---------- LISTED ENTRIES

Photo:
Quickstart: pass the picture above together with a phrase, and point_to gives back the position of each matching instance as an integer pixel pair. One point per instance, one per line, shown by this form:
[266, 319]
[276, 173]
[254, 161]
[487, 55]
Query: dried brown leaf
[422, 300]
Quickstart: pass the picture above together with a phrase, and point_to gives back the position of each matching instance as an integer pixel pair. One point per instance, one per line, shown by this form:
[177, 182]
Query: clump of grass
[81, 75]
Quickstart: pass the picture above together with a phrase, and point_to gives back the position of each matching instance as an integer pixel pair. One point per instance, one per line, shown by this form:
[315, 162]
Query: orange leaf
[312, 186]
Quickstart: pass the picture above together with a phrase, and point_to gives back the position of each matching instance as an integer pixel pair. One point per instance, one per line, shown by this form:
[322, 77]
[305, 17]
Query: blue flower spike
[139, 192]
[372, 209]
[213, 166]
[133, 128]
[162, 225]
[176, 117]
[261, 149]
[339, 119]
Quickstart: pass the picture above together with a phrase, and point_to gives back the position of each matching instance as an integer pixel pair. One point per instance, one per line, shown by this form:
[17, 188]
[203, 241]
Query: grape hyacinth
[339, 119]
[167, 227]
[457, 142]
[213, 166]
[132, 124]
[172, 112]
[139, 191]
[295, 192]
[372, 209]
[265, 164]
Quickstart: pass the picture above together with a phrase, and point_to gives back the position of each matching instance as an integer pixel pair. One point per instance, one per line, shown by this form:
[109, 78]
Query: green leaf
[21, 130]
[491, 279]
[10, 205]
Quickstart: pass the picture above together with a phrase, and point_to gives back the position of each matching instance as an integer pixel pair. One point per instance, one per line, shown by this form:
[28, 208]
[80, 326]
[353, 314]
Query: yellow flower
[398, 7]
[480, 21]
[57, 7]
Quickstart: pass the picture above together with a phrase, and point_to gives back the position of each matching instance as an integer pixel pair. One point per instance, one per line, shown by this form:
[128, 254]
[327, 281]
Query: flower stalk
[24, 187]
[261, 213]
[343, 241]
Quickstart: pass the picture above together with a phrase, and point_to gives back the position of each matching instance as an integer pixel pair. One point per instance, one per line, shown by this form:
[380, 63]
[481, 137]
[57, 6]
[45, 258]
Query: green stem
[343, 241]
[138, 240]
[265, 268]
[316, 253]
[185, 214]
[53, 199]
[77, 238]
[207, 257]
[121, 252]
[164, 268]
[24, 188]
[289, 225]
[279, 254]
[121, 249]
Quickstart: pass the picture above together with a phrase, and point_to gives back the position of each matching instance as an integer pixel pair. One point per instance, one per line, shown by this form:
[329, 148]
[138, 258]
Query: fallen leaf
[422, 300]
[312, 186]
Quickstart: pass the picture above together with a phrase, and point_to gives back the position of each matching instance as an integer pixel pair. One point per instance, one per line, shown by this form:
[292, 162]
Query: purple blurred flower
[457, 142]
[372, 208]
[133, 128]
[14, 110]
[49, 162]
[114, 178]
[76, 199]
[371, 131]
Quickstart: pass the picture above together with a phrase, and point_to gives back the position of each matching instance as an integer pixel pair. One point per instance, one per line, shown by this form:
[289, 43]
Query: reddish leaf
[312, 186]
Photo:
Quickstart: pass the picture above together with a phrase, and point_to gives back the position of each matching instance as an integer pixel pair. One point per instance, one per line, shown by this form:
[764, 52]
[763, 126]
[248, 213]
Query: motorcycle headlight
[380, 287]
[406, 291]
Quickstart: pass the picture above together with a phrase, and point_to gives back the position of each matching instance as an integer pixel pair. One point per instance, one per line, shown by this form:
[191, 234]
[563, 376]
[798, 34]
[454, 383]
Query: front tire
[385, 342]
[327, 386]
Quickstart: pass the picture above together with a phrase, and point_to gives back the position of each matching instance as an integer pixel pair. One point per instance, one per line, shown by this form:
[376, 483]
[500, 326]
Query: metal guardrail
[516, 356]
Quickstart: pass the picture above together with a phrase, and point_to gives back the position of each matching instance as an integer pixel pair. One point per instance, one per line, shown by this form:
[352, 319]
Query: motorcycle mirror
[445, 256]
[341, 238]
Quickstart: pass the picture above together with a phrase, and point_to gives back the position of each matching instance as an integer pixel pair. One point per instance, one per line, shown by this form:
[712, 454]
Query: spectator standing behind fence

--------------------

### PROBLEM DESCRIPTION
Please pull out every line of the material above that contains the word "leaf", treating uppercase and lowercase as different, and copy each one unchanged.

### SOLVED PROBLEM
Query: dried brown leaf
Query: orange leaf
Query: green leaf
Query: fallen leaf
Query: reddish leaf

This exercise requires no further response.